* TEKS BACAAN *
↓↓↓

“Anak-anak bodoh atau tidak mengerti itu tergantung ibunya, jika ibunya bodoh anaknya juga bodoh.”
Itulah kalimat yang sering dilontarkan Anton, bukan nama sebenarnya, kepada Atik, istrinya. Pernyataan itu tidak hanya menyakitkan, tetapi juga menegaskan beban yang tidak adil dan ditimpakan kepada perempuan. Atik adalah ibu rumah tangga yang sebelumnya menjadi guru PAUD. Ia mengundurkan diri sebagai guru atas paksaan suaminya. Sedangkan Anton adalah seorang suami yang memilih merantau ke Kalimantan untuk bekerja. Dalam waktu satu tahun, ia kadang tidak pulang, kadang pulang sekali, dan maksimal 3 kali saja. Ketidakhadiran ini membuat Atik harus memikul tanggung jawab penuh atas 3 (tiga) anak mereka yang masih berusia kurang dari 10 tahun, di tengah tekanan lingkungan yang memiliki pandangan konservatif ekstrem.

Atik dan suami tinggal di salah satu desa di wilayah Boyolali, Jawa Tengah yang didominasi oleh simbol-simbol agama tertentu, seperti ‘jilbab besar dan bercadar,’ ‘celana cingkrang’, hingga pandangan bahwa ‘istri yang mau dipoligami hadiahnya surga’. Anton dan keluarganya merupakan pengikut organisasi keagamaan Salafi, sedangkan istri dan keluarganya mempraktikkan amaliah Nahdlatul Ulama (NU). Perbedaan ini kerap menjadi sumber konflik dalam rumah tangga mereka.
Atik sebenarnya merupakan satu-satunya guru yang memiliki pandangan toleransi dalam beragama dan secara tidak langsung selalu berupaya mempraktikkan kesetaraan gender. Ia menganggap bahwa ranah domestik bukanlah kodrat perempuan semata. Namun, suami dan lingkungannya memandang sebaliknya
“Saya jualan baju online saja tidak diizinkan, harus di rumah cukup mengurus anak. Padahal masalah anak itu urusan berdua dalam bertanggung jawab yaitu istri dan suami. Kita sering berdebat, kadang saya sampai dilempari barang-barang, dipukul, dan dicekik.”

↑↑↑

* CUPLIKAN DATA *

↓↓↓

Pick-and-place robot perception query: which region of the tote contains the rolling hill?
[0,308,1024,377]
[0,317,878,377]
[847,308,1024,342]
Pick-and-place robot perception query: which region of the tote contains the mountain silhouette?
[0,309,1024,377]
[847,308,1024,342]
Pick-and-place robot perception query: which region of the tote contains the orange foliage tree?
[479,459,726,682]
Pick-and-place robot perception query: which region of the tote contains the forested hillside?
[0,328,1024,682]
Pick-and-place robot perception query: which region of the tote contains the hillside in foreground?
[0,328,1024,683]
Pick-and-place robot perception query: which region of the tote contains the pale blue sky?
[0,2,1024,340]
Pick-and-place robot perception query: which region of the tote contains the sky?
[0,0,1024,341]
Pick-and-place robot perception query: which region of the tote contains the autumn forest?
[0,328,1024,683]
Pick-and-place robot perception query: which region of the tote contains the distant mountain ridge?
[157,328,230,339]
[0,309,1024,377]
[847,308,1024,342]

↑↑↑

* TUJUAN *
A) Menurut teks bacaan, apa pekerjaan Atik sebelum menjadi ibu rumah tangga?
B) Tuliskan kembali tanpa perubahan bagian teks bacaan yang diawali kata-kata "Itulah kalimat yang" dan diakhiri "pandangan konservatif ekstrem.".
C) Sebutkan semua bentuk kekerasan yang dialami Atik ketika berdebat dengan suaminya menurut teks bacaan.

* JAWABAN SOAL *
A) Guru PAUD.

B)
Itulah kalimat yang sering dilontarkan Anton, bukan nama sebenarnya, kepada Atik, istrinya. Pernyataan itu tidak hanya menyakitkan, tetapi juga menegaskan beban yang tidak adil dan ditimpakan kepada perempuan. Atik adalah ibu rumah tangga yang sebelumnya menjadi guru PAUD. Ia mengundurkan diri sebagai guru atas paksaan suaminya. Sedangkan Anton adalah seorang suami yang memilih merantau ke Kalimantan untuk bekerja. Dalam waktu satu tahun, ia kadang tidak pulang, kadang pulang sekali, dan maksimal 3 kali saja. Ketidakhadiran ini membuat Atik harus memikul tanggung jawab penuh atas 3 (tiga) anak mereka yang masih berusia kurang dari 10 tahun, di tengah tekanan lingkungan yang memiliki pandangan konservatif ekstrem.

C) Dilempari barang-barang, dipukul, dan dicekik.